▶ **WHAT TO DO**
Nothing other than an exact copy of the records should be returned.

+++ MATERIAL PROVIDED +++

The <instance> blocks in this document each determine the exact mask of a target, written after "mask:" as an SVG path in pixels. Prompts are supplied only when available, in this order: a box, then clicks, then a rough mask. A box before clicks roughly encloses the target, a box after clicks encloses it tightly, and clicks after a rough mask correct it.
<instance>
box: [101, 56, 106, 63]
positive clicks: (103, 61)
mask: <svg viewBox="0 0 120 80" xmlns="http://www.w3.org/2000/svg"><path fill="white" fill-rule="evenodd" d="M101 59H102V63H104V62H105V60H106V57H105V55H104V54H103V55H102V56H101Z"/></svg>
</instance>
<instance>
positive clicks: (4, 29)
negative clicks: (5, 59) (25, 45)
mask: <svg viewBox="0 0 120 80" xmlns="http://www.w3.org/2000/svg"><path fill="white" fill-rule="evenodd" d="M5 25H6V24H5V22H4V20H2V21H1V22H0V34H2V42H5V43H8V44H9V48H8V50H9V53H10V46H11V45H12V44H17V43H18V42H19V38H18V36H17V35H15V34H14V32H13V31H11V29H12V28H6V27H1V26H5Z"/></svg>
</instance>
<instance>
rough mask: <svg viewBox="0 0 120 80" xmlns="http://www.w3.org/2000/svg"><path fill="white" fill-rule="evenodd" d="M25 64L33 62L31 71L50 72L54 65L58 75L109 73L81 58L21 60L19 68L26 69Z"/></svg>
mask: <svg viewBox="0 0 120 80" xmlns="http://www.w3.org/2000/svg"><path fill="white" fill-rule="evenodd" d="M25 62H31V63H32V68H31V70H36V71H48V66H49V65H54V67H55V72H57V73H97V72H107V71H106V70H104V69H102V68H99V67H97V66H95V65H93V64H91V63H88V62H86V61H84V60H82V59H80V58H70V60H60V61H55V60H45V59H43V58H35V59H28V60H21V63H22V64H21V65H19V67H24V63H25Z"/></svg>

+++

▶ **ANSWER SPACE**
The <instance> blocks in this document each determine the exact mask of a target, written after "mask:" as an SVG path in pixels. Prompts are supplied only when available, in this order: a box, then clicks, then a rough mask. A box before clicks roughly encloses the target, a box after clicks encloses it tightly, and clicks after a rough mask correct it.
<instance>
box: [101, 56, 106, 63]
positive clicks: (103, 61)
mask: <svg viewBox="0 0 120 80" xmlns="http://www.w3.org/2000/svg"><path fill="white" fill-rule="evenodd" d="M101 59H102V63H104V62H105V60H106V57H105V55H104V54H103V55H102V56H101Z"/></svg>
</instance>
<instance>
positive clicks: (4, 29)
negative clicks: (5, 59) (25, 45)
mask: <svg viewBox="0 0 120 80" xmlns="http://www.w3.org/2000/svg"><path fill="white" fill-rule="evenodd" d="M5 25H6V24H5V22H4V20H2V21H1V22H0V34H2V42H5V43H8V44H9V48H8V50H9V53H10V46H11V45H12V44H17V43H18V42H19V38H18V36H17V35H15V34H14V32H13V31H11V29H12V28H6V27H1V26H5Z"/></svg>
</instance>
<instance>
rough mask: <svg viewBox="0 0 120 80" xmlns="http://www.w3.org/2000/svg"><path fill="white" fill-rule="evenodd" d="M25 64L33 62L31 71L50 72L54 65L58 75L109 73L81 58L21 60L19 68L26 69Z"/></svg>
mask: <svg viewBox="0 0 120 80" xmlns="http://www.w3.org/2000/svg"><path fill="white" fill-rule="evenodd" d="M25 62H31V63H32V68H31V70H36V71H48V66H49V65H54V67H55V72H57V73H97V72H107V71H106V70H104V69H102V68H99V67H97V66H95V65H93V64H91V63H88V62H86V61H84V60H82V59H80V58H70V60H60V61H55V60H45V59H43V58H35V59H28V60H21V63H22V64H21V65H19V67H24V63H25Z"/></svg>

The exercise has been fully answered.